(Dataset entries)
------------
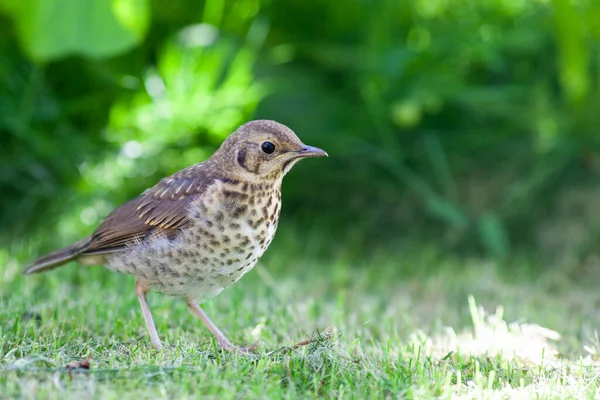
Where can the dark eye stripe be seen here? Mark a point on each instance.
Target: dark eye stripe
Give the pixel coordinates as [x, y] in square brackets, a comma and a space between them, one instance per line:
[267, 147]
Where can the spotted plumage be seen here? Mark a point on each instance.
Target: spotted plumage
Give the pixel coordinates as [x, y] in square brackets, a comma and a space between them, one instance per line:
[201, 229]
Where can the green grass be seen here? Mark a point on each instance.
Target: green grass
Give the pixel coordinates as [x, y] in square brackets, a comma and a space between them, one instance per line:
[391, 327]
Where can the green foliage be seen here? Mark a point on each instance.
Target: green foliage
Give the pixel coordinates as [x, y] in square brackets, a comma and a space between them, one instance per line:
[459, 122]
[51, 29]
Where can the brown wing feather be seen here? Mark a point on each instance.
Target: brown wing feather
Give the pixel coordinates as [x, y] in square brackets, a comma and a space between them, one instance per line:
[161, 210]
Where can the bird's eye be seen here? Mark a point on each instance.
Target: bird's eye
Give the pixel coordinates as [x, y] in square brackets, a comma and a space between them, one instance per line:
[267, 147]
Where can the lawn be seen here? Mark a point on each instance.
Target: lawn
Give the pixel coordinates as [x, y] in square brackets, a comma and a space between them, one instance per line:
[394, 326]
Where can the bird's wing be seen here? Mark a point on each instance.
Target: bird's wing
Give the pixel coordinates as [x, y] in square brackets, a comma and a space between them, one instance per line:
[161, 210]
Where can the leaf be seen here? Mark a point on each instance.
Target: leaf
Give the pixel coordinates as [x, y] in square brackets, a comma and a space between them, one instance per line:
[51, 29]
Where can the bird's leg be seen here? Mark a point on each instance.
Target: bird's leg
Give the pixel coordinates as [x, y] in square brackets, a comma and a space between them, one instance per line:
[221, 338]
[140, 290]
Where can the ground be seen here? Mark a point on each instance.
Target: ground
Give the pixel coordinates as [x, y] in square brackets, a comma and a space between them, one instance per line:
[412, 326]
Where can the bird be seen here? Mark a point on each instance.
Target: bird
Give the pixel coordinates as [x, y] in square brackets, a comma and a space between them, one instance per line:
[200, 229]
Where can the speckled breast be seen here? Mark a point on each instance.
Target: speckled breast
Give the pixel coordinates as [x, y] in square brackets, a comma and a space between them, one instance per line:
[232, 225]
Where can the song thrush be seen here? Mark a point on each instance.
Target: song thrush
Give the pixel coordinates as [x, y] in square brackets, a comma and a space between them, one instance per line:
[202, 228]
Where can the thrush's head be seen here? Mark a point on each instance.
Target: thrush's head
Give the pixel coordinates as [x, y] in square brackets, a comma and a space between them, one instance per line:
[262, 150]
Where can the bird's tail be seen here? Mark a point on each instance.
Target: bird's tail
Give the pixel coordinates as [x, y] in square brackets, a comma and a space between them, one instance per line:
[57, 258]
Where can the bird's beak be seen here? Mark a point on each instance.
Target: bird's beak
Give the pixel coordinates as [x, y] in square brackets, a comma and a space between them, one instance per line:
[310, 151]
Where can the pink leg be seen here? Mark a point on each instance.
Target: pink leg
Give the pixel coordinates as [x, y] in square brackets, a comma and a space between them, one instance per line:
[140, 291]
[221, 339]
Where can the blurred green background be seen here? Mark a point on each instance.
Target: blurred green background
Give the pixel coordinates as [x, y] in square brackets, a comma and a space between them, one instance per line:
[465, 126]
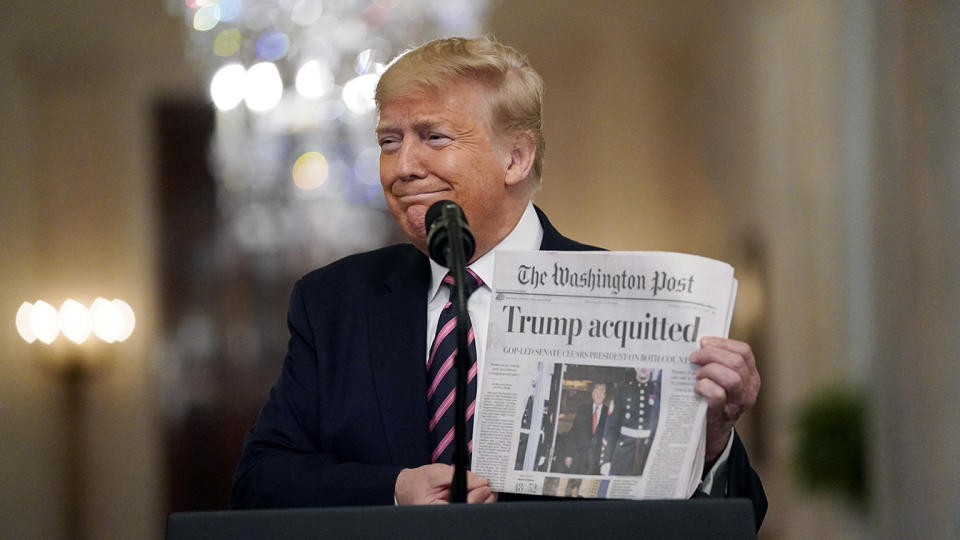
------------
* **Problem description**: Please return every line in the rows above that contains the string "thrush". Case counts.

* **Answer below**:
Where can the song thrush be seen here? Mark a point on each instance.
Target: song thrush
Where can the thrush's head be seen here? Mark a point on each instance.
Target: thrush's head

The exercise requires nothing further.